### Do this
Reproduce the records below word for word, beginning at the line that contains "Where can you spot the distant" and continuing through their last line.
- - - - -
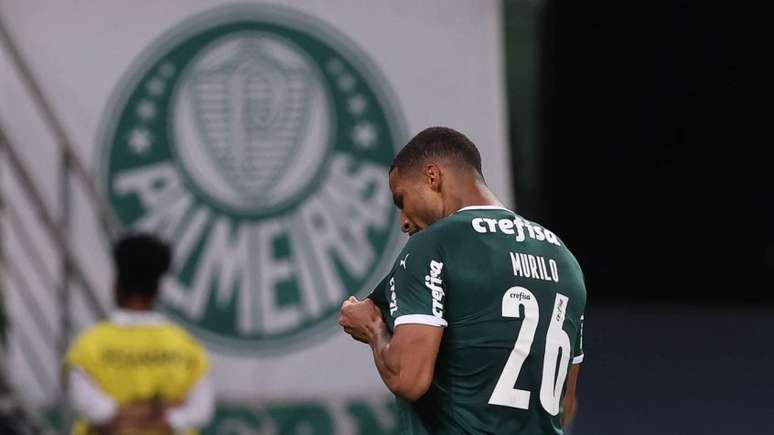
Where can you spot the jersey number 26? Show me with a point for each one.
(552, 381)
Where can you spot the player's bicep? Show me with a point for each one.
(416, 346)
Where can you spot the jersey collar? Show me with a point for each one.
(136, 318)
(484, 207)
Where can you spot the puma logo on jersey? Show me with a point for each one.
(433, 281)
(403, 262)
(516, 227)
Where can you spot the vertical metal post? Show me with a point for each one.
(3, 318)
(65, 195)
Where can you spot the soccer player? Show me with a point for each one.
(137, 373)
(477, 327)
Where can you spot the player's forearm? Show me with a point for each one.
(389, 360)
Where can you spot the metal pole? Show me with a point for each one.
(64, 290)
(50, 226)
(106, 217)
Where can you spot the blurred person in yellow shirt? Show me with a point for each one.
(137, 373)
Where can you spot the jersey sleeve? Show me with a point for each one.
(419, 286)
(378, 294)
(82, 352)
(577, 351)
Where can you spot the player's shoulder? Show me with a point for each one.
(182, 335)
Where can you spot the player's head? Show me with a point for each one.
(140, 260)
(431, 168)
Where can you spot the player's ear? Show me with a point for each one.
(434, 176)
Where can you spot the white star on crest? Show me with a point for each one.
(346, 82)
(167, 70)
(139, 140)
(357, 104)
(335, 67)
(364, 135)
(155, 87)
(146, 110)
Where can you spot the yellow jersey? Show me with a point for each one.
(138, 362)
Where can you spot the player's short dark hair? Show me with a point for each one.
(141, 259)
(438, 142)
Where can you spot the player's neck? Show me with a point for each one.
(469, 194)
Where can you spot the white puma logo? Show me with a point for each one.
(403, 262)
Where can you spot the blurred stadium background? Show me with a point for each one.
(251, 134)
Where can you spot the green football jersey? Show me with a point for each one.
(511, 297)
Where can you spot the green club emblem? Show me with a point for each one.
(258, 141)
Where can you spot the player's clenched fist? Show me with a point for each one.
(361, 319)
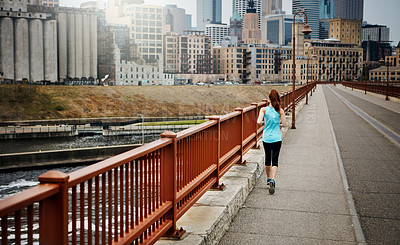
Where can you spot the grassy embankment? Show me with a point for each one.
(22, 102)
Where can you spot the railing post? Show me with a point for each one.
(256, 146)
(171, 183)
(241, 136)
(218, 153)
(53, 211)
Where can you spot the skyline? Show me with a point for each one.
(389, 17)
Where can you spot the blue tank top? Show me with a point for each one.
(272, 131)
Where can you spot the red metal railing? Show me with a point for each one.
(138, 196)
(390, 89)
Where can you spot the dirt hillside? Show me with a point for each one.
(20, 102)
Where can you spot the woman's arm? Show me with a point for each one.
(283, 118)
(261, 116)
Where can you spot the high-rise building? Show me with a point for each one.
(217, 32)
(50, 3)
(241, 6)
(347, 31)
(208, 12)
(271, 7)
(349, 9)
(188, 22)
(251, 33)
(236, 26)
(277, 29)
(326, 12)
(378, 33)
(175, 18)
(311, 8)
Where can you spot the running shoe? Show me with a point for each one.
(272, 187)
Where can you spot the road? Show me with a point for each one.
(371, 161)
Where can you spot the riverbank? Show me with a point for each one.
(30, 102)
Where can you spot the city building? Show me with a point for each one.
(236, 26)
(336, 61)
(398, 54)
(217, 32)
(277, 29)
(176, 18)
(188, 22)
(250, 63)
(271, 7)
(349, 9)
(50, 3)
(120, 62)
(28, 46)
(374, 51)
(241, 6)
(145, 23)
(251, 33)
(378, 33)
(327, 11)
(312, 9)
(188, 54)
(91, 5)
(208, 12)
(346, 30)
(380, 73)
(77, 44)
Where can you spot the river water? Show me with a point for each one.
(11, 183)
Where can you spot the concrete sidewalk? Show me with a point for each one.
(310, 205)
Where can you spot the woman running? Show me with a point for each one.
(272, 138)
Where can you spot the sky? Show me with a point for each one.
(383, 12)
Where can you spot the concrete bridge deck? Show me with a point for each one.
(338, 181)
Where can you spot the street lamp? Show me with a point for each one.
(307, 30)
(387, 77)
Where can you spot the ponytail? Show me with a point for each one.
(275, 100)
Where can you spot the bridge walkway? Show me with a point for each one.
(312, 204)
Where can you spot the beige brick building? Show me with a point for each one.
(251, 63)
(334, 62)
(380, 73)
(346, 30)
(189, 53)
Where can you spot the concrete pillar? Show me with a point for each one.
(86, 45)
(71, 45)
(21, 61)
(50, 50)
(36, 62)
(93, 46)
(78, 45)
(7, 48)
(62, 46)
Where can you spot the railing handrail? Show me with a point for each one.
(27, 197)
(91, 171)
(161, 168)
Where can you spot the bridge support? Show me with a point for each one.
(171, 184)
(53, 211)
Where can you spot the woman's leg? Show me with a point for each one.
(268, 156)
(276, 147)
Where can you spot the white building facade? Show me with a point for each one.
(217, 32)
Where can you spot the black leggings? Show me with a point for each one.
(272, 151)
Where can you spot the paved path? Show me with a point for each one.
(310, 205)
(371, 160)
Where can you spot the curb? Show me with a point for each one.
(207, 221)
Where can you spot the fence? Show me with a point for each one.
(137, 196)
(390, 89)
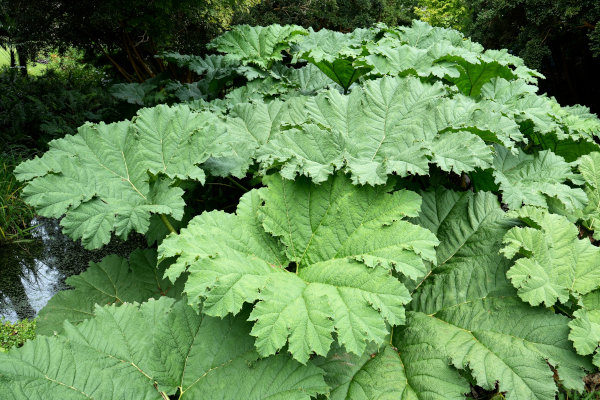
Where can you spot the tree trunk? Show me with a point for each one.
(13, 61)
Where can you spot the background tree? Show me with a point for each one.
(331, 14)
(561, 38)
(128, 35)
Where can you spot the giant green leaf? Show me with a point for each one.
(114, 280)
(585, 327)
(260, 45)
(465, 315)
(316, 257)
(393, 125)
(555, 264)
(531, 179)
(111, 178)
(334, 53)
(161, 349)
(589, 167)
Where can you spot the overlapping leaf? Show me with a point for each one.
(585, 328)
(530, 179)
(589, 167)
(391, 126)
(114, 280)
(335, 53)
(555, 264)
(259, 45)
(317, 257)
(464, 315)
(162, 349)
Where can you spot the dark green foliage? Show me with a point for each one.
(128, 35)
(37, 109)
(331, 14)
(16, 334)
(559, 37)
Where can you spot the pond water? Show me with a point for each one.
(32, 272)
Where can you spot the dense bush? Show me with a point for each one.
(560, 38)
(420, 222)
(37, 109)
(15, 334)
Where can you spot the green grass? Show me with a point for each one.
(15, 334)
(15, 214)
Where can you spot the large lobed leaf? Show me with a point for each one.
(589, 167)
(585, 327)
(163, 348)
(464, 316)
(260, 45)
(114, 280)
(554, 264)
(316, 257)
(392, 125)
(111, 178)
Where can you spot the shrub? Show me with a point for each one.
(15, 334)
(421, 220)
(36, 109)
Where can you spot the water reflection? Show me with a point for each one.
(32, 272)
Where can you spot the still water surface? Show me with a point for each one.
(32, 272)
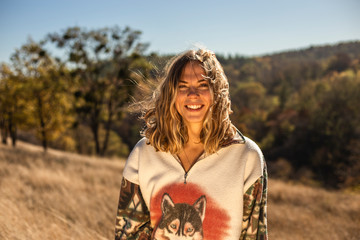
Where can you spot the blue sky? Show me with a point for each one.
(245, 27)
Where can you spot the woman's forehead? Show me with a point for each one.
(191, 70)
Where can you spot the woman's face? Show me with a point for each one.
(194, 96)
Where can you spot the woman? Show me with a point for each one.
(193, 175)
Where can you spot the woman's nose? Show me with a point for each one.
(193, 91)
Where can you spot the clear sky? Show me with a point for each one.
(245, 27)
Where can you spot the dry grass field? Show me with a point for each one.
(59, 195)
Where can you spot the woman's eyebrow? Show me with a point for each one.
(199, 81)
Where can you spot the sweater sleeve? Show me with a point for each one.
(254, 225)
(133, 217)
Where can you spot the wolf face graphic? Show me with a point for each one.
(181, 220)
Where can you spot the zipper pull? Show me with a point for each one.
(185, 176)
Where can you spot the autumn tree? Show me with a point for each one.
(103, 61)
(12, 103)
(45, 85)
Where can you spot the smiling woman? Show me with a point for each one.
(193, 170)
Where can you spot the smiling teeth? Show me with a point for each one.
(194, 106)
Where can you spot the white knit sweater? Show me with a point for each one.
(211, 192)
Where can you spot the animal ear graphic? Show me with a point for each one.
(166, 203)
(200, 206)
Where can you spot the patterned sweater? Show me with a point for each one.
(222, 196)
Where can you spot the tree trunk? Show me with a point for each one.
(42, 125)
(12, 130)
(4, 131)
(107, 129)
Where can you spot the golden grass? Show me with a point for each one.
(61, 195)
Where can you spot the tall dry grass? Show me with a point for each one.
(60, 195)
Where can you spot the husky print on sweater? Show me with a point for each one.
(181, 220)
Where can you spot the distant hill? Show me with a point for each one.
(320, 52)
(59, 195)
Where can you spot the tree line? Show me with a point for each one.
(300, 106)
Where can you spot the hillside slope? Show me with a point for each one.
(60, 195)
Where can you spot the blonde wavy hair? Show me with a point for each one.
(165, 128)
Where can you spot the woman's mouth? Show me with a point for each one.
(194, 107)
- - - - -
### Result below
Where can you spot the distant hill? Show me with a point for each one.
(320, 52)
(59, 195)
Where can you spot the tree line? Show me with a point for each one.
(300, 106)
Where can you spot the hillside slope? Show me with a point for each one.
(60, 195)
Where can you spot the blonde wavy hair? Show me with a point for each one.
(165, 128)
Where can you spot the woman's mouth? Show me with a point for each one.
(194, 107)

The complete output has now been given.